(Data excerpts)
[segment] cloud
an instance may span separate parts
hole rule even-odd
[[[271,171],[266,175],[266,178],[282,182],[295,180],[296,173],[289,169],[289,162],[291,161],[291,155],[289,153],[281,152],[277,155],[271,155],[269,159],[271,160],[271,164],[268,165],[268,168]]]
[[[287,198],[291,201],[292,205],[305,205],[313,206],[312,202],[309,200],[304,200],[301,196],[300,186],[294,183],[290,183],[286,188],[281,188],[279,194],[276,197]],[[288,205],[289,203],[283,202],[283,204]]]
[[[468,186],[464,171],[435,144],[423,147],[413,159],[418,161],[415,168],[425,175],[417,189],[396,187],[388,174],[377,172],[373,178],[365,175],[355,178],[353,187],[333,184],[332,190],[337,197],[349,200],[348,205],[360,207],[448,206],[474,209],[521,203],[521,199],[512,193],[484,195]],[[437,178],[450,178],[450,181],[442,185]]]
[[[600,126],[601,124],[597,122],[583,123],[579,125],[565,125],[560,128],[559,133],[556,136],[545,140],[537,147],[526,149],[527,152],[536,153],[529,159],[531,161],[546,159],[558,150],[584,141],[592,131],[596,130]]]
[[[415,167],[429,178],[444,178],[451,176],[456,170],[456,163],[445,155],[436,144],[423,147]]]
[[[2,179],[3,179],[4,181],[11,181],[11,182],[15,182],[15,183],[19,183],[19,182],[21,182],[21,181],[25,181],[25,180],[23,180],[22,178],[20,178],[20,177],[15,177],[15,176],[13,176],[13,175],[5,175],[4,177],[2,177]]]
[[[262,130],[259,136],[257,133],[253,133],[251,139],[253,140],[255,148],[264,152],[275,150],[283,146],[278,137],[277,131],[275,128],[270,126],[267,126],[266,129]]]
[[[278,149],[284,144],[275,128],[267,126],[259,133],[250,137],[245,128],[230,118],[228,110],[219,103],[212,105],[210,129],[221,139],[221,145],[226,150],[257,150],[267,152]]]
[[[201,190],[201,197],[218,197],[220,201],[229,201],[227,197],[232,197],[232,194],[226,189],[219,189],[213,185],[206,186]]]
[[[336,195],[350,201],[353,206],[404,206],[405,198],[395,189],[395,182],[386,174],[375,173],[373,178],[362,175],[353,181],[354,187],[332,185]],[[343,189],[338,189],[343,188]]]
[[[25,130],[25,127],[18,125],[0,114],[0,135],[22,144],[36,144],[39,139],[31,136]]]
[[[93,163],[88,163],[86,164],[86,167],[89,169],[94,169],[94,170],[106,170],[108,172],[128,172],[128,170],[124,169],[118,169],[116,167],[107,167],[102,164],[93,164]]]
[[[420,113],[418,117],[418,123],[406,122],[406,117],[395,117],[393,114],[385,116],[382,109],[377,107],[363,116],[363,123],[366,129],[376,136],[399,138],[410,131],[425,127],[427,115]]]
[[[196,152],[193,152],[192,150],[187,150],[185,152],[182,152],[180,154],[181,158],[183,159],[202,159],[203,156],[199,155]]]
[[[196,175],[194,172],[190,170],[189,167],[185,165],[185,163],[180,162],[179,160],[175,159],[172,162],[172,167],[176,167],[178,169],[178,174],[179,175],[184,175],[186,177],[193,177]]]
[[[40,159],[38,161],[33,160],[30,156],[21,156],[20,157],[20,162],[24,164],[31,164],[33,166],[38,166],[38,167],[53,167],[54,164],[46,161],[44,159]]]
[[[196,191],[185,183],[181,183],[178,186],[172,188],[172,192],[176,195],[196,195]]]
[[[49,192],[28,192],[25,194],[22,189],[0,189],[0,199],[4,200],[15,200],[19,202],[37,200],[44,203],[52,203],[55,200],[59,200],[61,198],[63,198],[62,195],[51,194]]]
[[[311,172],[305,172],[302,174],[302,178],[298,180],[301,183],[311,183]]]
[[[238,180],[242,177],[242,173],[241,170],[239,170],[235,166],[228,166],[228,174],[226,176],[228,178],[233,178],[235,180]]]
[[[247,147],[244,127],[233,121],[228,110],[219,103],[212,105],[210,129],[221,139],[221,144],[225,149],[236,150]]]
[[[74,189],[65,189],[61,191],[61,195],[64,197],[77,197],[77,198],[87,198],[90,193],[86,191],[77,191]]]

**WORK REQUIRED**
From the first line of the entries above to the line with "an instance may span separate parts", please return every line exactly, keeping both ends.

**ANSWER TO THE EXERCISE**
[segment] cloud
an instance may span separate parts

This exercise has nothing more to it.